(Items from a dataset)
§ §

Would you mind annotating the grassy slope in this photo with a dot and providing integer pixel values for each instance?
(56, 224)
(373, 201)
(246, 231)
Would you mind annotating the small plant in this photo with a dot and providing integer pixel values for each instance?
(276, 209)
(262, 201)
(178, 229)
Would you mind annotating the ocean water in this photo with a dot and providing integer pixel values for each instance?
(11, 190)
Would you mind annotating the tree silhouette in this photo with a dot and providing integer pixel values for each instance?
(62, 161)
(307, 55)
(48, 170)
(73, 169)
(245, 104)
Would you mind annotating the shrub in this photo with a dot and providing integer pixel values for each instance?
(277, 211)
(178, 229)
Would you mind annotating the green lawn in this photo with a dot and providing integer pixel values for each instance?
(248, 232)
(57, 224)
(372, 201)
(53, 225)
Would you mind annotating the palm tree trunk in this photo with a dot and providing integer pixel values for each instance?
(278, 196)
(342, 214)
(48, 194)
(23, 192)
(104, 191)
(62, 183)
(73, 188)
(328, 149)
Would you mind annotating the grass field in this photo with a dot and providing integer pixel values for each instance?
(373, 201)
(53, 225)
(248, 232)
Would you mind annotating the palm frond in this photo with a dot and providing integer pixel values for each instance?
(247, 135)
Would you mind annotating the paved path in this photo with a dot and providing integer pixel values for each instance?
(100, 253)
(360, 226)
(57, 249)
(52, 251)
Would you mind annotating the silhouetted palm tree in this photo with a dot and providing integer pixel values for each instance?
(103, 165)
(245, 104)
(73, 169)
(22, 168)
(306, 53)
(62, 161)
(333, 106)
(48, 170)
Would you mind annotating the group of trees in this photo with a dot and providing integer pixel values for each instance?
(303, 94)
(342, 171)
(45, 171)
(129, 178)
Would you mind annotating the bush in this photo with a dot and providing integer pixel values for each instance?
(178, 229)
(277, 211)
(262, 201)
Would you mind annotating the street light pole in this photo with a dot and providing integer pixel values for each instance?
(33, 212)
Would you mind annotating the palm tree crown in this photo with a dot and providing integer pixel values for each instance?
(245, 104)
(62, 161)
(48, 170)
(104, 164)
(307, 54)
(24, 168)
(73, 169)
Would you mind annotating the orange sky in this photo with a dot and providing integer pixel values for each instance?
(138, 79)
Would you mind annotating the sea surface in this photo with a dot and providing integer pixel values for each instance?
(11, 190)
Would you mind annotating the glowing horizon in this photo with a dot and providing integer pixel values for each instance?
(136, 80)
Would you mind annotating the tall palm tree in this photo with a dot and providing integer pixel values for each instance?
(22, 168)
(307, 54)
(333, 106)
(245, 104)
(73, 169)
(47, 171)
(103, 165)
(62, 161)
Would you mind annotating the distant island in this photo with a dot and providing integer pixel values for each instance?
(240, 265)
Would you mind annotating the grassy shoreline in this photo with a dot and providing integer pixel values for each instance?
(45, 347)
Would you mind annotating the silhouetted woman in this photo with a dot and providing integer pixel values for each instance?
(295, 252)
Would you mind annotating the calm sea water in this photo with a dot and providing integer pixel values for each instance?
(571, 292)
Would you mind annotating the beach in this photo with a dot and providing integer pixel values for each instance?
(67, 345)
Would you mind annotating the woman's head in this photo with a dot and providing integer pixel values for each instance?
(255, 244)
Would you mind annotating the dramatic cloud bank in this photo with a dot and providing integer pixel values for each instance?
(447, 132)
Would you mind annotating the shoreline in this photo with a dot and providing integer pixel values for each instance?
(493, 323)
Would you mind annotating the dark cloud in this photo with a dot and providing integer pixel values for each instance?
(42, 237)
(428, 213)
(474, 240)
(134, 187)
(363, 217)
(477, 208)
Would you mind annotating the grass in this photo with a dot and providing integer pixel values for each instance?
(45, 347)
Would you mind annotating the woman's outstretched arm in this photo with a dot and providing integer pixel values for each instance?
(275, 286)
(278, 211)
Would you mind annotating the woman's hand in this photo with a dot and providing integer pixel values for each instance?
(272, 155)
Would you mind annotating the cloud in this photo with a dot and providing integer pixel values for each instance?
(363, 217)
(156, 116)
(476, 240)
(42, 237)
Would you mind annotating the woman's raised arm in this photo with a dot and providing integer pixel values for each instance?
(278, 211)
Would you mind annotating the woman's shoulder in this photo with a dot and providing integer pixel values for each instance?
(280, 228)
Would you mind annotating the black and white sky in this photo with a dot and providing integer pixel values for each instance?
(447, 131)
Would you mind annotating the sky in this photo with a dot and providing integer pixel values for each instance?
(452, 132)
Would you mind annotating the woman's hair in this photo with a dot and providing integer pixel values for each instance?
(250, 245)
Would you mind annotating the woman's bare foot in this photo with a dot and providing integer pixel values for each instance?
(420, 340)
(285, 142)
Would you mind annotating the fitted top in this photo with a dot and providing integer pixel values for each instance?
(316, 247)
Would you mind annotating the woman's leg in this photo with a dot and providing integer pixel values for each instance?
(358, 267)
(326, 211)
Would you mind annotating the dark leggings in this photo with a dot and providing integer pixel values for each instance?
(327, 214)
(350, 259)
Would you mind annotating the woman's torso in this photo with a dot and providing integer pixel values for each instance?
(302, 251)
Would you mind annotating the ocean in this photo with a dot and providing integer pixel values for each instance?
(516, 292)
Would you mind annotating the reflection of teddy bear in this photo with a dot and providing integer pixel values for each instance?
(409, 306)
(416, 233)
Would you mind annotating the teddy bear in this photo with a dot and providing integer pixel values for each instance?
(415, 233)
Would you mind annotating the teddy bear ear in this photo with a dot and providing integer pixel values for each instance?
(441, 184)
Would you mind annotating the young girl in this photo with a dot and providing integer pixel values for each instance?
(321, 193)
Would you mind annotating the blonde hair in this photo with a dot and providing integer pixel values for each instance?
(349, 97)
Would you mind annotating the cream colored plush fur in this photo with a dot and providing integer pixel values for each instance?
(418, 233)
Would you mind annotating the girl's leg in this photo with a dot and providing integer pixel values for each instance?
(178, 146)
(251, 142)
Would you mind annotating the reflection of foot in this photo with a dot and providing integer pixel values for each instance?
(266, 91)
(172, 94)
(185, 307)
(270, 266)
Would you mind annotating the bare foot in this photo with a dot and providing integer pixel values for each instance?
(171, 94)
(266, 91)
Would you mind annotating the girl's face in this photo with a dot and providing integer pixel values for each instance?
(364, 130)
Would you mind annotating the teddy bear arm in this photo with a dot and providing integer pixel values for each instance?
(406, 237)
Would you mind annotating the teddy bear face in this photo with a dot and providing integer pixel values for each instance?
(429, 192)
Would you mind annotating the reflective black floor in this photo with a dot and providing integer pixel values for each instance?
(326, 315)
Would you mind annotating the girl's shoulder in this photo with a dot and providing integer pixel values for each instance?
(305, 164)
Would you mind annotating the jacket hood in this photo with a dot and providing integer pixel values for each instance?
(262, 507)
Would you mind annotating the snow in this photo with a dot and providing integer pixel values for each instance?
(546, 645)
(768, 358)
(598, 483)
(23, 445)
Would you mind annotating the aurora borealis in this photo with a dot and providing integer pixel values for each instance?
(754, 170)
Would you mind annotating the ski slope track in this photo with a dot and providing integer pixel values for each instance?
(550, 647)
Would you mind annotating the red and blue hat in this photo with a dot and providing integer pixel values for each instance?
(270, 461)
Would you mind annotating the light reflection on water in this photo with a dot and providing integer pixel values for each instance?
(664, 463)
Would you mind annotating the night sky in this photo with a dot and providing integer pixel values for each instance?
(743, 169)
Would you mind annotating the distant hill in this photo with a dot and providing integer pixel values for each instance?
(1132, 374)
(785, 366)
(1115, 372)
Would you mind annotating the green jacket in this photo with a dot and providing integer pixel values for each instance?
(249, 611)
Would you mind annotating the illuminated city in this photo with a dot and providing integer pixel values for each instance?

§ §

Each record must be transcribed word for word.

Would you mind annotating the grassy slope in this photo with a dot and providing integer pixel values for each instance?
(56, 224)
(373, 201)
(246, 231)
Would you mind annotating the small plant in this photo with a dot and providing integer pixel values for each instance?
(276, 209)
(262, 201)
(178, 229)
Would you mind annotating the ocean water in this photo with a dot and providing integer pixel values for each instance?
(11, 190)
Would you mind annotating the tree silhouette in this photo with a dot and providing integer pixel values for each instance?
(62, 161)
(307, 55)
(48, 170)
(73, 169)
(245, 104)
Would you mind annotating the shrub in this photo with a dot and providing integer pixel values for each instance?
(277, 211)
(178, 229)
Would you mind annotating the green lawn in this photo with a dot and providing integer pixel values for each instance?
(248, 232)
(57, 224)
(372, 201)
(53, 225)
Would you mind annotating the palm tree trunk in this photo with a dot and providing integer pixel values for each instance?
(278, 196)
(342, 214)
(48, 194)
(23, 192)
(104, 191)
(62, 183)
(73, 188)
(328, 149)
Would you mind annotating the grass field in this photo with a dot and providing integer pixel values for each instance?
(373, 201)
(53, 225)
(248, 232)
Would you mind annotating the palm frond in this photo with a dot and providing integer pixel values for each instance?
(247, 135)
Would you mind annotating the paved path in this photo with a dot and providing integer pixel values for each instance?
(100, 253)
(360, 226)
(57, 249)
(52, 251)
Would you mind annotating the silhouetted palm tree in this photo with a dot and providing integer pixel values for each instance?
(103, 165)
(245, 104)
(73, 169)
(22, 168)
(306, 53)
(62, 161)
(333, 106)
(48, 170)
Would you mind annotating the group of trees in this photo with a dot and providing integer pixel values for each instance?
(303, 94)
(342, 171)
(45, 171)
(129, 178)
Would you mind annotating the bush in this photo with a dot and providing integer pixel values for each instance?
(178, 229)
(277, 211)
(262, 201)
Would you mind annotating the street light pole in this photo with a dot and providing integer pixel values for each instance?
(33, 212)
Would you mind annotating the palm tree crown in this photo with a dot and providing integer pixel values for each instance?
(245, 104)
(62, 161)
(48, 170)
(104, 164)
(307, 54)
(24, 168)
(73, 169)
Would you mind annotating the orange sky in this photo with a dot and providing integer pixel values for each instance?
(138, 79)
Would you mind annotating the sea surface in this photo with a dot and providing integer pixel values for each instance?
(11, 190)
Would you mind annotating the glowing horizon in this photo with a dot and providing integer pixel values for each instance?
(136, 80)
Would you mind annotating the tall palm tree in this photo with a dot and providing integer pixel values for each instance?
(22, 168)
(307, 54)
(333, 106)
(245, 104)
(73, 169)
(47, 171)
(103, 165)
(62, 161)
Would you mind annotating the distant island in this photo with a dot and providing integer pixel values for each instance?
(240, 265)
Would you mind annotating the grassy shoreline in this photo with a dot and providing integer pixel values for each instance?
(45, 347)
Would you mind annotating the silhouetted woman in this photo with a dot and providing integer pixel values for each instance?
(295, 252)
Would you mind annotating the calm sea water in this photo with a dot and providing integer pixel values for each instance?
(571, 292)
Would you mind annotating the beach in this photo with a dot and providing integer pixel values for each instance?
(67, 345)
Would you mind annotating the woman's head in this photo with a dot and providing integer pixel values for each instance?
(255, 244)
Would you mind annotating the dramatic cloud bank in this photo with a dot and providing integer pixel values for each instance?
(447, 132)
Would you mind annotating the shoreline in this photo with a dot and providing integer pixel values for each instance?
(493, 323)
Would you mind annotating the dark cloud in this photo with a dot and providing integer pixel values for each instance?
(42, 237)
(428, 213)
(474, 240)
(134, 187)
(363, 217)
(477, 208)
Would you mind annotating the grass in this photo with a dot and providing integer pixel values for each instance?
(45, 347)
Would you mind annotating the woman's outstretched arm in this photo with a dot and providing integer pixel values for each instance?
(275, 286)
(278, 211)
Would you mind annotating the woman's hand in this photo with a dot and providing integer pixel values for each instance?
(272, 155)
Would you mind annotating the cloud in this photo with a dot and providing integer pixel values for each instance?
(363, 217)
(156, 116)
(476, 240)
(42, 237)
Would you mind annotating the woman's raised arm in this photo with a dot and providing integer pixel values for each instance?
(278, 211)
Would you mind annotating the woman's shoulder in this photo with a dot and providing integer pixel values for each instance?
(280, 228)
Would you mind annotating the black and white sky in this photo with a dot and providing integer pixel values for each instance?
(447, 131)
Would you mind annotating the sky in this photo with a dot and providing integer pixel values for each instance?
(452, 132)
Would you mind annotating the woman's hair in this photo with a dot and providing integer pixel values for each instance?
(250, 245)
Would you mind annotating the woman's bare foot in this photo with a dot and providing integer pixel values for each instance?
(420, 340)
(285, 142)
Would you mind annotating the fitted top in this photo with a dot and providing integer pixel values for each instance?
(316, 247)
Would you mind annotating the woman's leg in this photo with a dot and providing integer pixel values for each instance?
(358, 267)
(326, 211)
Would you mind annotating the dark leggings in this photo with a dot and providing integer pixel values for each instance?
(327, 214)
(350, 259)
Would you mind annotating the woman's torso in this photo with a dot and providing integer pixel values for each instance?
(302, 251)
Would you mind annotating the ocean in this photo with a dot and providing integer pixel values for each instance?
(516, 292)
Would you mind annotating the reflection of teddy bear in this photo with a dot and providing integer pixel values for each instance?
(409, 306)
(416, 233)
Would you mind annotating the teddy bear in this photo with a dot and providing integer pixel values for each instance?
(415, 233)
Would you mind annotating the teddy bear ear in this photo with a dot and providing integer pixel values for each instance?
(441, 184)
Would you mind annotating the young girl in this photo with a dot and providing integer pixel values for each instance?
(321, 193)
Would you mind annotating the blonde hair in this photo with a dot and providing integer pixel values for each instance?
(349, 97)
Would you mind annotating the cream colored plush fur in this photo with a dot and providing integer pixel values for each instance?
(418, 233)
Would you mind annotating the girl's leg in this photo with a dot and providing integer pixel values for each instance?
(178, 146)
(251, 142)
Would you mind annotating the reflection of foot in this photo with a dot and providing integer pixel values for each instance?
(266, 91)
(172, 94)
(185, 307)
(270, 266)
Would you mind annotating the bare foot in this photo with a dot and providing integer pixel values for each instance?
(171, 94)
(266, 91)
Would you mind annotating the girl's face in this photo with a dot and providing integer pixel values for each instance?
(364, 130)
Would you mind annotating the teddy bear arm in this photo with a dot and providing integer pixel values for each instance?
(406, 237)
Would you mind annotating the teddy bear face in this photo with a dot and providing integer pixel values for each instance?
(429, 192)
Would you mind annotating the reflective black floor in this photo with a dot and providing integer pixel values for each instance?
(326, 315)
Would you mind annotating the girl's shoulder in this photo with a dot and providing integer pixel values for each instance?
(305, 164)
Would you mind annotating the jacket hood in this photo with a dot and providing integer pixel values for each instance?
(262, 507)
Would you mind annotating the snow in this photo with a dot and providing integer pixel values for each instance?
(546, 645)
(768, 358)
(598, 483)
(23, 445)
Would you mind annotating the aurora borealis in this photo with a dot and providing integer pixel values for each instance?
(754, 170)
Would you mind annotating the ski slope track in this photo with a dot and providing integer pixel values for each instance?
(550, 647)
Would you mind annotating the red and blue hat in this photo with a dot and providing integer pixel values for each instance?
(270, 461)
Would you mind annotating the light reflection on water in this photo with a dot and providing integer pixel values for each instance?
(664, 463)
Would you mind annotating the night sky in this photo with a dot and providing integer pixel values for each instance?
(743, 169)
Would you mind annotating the distant hill in this photo with a dot and providing integer pixel values for each instance?
(1132, 374)
(785, 366)
(1115, 372)
Would you mind annotating the green jacket in this photo with a dot and providing integer pixel values for each instance?
(249, 611)
Would you mind annotating the illuminated city in this photo with a dot and providing integer pixel values for each instance?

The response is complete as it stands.